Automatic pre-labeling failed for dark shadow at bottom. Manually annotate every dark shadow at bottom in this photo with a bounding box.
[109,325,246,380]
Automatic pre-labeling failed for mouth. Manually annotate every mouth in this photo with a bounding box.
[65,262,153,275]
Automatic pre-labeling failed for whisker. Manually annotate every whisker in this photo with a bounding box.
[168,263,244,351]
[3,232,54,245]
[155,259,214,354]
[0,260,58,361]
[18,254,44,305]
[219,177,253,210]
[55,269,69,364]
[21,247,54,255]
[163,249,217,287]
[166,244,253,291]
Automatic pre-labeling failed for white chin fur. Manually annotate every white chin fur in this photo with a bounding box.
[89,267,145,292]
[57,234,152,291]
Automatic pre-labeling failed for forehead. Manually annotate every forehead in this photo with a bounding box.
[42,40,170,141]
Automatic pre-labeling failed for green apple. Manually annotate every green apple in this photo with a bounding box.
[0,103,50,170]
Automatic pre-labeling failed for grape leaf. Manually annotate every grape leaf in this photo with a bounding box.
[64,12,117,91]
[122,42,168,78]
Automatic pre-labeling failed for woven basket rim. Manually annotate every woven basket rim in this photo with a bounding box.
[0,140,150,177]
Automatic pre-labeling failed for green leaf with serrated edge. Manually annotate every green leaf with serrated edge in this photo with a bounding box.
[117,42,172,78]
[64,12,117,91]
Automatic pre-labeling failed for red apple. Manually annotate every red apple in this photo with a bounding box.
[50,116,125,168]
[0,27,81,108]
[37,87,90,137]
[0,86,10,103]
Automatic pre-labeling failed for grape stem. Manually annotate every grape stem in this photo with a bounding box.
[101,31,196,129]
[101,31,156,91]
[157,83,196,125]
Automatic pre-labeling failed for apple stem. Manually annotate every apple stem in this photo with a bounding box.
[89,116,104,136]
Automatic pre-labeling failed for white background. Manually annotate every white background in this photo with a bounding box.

= = =

Format the data from its first line through the line containing "[65,262,153,275]", both included, as a numbered list, omitting any blank lines.

[SOLUTION FOR THIS TASK]
1. Automatic pre-labeling failed for dark shadow at bottom. Manually annotate every dark shadow at bottom in this photo with a bounding box.
2. [109,325,246,380]
3. Automatic pre-labeling failed for mouth. Manually annotate every mouth in this photo with a bounding box.
4. [65,262,153,275]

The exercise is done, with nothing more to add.